→ WORK ORDER: Nothing should be left out: repeat all the data exactly.

→ DATASET CONTENT:
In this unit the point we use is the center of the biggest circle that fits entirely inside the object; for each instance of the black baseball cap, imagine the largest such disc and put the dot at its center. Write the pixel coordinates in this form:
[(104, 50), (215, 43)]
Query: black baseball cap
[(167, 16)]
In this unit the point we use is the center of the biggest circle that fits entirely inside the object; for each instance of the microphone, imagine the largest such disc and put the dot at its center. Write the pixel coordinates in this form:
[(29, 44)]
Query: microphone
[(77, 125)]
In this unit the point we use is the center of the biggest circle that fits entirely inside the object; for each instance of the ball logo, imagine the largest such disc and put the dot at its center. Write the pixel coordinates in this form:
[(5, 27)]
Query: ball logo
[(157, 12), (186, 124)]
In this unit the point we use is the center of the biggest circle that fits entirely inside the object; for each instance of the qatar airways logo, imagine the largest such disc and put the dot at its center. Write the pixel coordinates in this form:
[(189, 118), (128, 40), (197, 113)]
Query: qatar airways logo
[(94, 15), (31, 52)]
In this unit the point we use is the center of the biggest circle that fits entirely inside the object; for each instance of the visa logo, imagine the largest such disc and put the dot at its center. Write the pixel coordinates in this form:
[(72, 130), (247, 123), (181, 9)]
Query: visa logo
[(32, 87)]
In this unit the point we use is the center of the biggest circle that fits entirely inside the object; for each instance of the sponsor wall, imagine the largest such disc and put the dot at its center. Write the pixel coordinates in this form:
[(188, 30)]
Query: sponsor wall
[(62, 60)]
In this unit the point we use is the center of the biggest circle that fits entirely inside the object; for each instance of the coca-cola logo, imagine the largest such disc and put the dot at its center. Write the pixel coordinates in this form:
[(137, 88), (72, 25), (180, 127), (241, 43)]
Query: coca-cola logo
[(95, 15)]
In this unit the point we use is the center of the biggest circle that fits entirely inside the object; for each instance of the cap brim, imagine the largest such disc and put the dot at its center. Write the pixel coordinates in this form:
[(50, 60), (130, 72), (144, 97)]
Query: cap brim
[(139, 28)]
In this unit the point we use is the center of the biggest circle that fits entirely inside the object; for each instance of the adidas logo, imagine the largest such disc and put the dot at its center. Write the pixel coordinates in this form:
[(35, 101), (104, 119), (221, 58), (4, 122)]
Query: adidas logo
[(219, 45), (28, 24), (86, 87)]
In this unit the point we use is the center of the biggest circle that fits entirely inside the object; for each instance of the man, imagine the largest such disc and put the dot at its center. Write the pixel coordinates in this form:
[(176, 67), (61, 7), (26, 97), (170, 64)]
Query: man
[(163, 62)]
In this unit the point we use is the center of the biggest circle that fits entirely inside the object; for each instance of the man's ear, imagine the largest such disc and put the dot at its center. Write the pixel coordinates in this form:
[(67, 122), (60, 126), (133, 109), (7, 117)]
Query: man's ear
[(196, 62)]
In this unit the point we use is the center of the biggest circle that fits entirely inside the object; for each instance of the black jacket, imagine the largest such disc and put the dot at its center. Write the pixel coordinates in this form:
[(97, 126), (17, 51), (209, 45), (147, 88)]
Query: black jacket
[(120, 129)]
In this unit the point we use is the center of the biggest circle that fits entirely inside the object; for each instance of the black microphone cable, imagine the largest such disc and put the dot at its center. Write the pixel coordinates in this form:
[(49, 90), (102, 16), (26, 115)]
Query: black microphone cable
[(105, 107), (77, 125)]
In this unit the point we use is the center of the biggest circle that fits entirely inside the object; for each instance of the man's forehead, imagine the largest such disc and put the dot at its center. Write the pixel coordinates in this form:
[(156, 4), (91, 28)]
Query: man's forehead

→ COMPLETED EXERCISE:
In this unit the point we use is the center of the biggest circle that fits entirely inside the object; for each instance of the black baseball cap, imagine the largest such disc and put the dot at its center. Write the pixel coordinates in this form:
[(104, 50), (215, 43)]
Query: black baseball cap
[(167, 16)]
In this unit the point we use is the center of the biggest circle that fits entirely inside the object; for each instance of the microphone, imagine the largest such disc and put the dot at its center. Write the pixel coordinates in this form:
[(29, 44)]
Query: microphone
[(77, 125)]
In this unit the point we use is the center of the biggest circle that fits entirely inside the object; for each instance of the ball logo, imagine the largest such disc and put the dot at its center. Write the pixel coordinates in this form:
[(5, 27)]
Query: ball logo
[(157, 12), (186, 124)]
In this unit the point we use is the center of the biggest circle that fits entirely inside the object; for each instance of the qatar airways logo, imagine the largest such disc and put the dot at its center. Write the pixel coordinates in this form:
[(189, 118), (128, 40), (197, 113)]
Query: qatar airways logo
[(94, 15), (31, 52)]
In this unit the point we use is the center of the biggest circle that fits entirely inside the object; for each instance of the visa logo, imagine the largest such disc and put the dot at its center. Write the pixel coordinates in this form:
[(72, 130), (247, 123), (181, 9)]
Query: visa logo
[(32, 87)]
In this unit the point we use is the center of the biggest circle that fits entirely inside the object; for each instance of the sponsor wall, imagine the largest such disc and put the dot at its center. Write the pixel coordinates in this form:
[(188, 30)]
Query: sponsor wall
[(62, 60)]
In this unit the point we use is the center of the biggest circle that fits entirely inside the object; for each instance of the coca-cola logo, imagine the largest such disc and put the dot at its center. Write the pixel coordinates in this form:
[(137, 88), (72, 25), (180, 127), (241, 43)]
Query: coca-cola logo
[(95, 15)]
In this unit the point we use is the center of the biggest circle that fits entirely inside the object; for each instance of the cap brim, imagine the largest such disc and put the dot at its center. Write the pixel coordinates in this form:
[(50, 60), (130, 72), (144, 97)]
Query: cap brim
[(139, 28)]
In this unit the point we use is the center of the biggest circle that fits entirely inside the object; for each instance of the adidas logo, imagine the largest such disc and put the dot at its center. Write the pixel coordinates in this form:
[(35, 101), (104, 119), (221, 58), (4, 122)]
Query: adidas logo
[(219, 45), (28, 24), (86, 87)]
In this unit the point we use is the center of the biggest circle that fits entirely inside the object; for each instance of the man, imagine the largest such disc and put the dot at its center. Write the pixel coordinates in this form:
[(176, 67), (61, 7), (26, 97), (170, 64)]
Query: man
[(163, 62)]
In this unit the point we use is the center of the biggest circle that fits entirely inside the object; for each instance of the man's ear, imagine the largest such disc and put the dot at its center. Write the pixel coordinates in this form:
[(67, 122), (60, 126), (133, 109), (7, 117)]
Query: man's ear
[(196, 62)]
In this unit the point we use is the center of the biggest circle that fits entirely inside the object; for each instance of the black jacket, imagine the largest such disc and put the dot at its center. Write the pixel coordinates in this form:
[(97, 126), (17, 51), (209, 45), (147, 88)]
Query: black jacket
[(120, 129)]
In this unit the point we use is the center of the biggest circle that fits entirely inside the object; for each instance of the black microphone cable, imagine the largest such disc and put the dot at its center. Write the pixel coordinates in this form:
[(49, 90), (102, 16), (26, 115)]
Query: black microphone cable
[(105, 107), (77, 125)]
In this unit the point we use is the center of the biggest circle that fits entirely inside the object; for each instance of the man's forehead, imagine the largest such disc and put the dot at its center. Write the pixel coordinates in this form:
[(156, 4), (91, 28)]
Query: man's forehead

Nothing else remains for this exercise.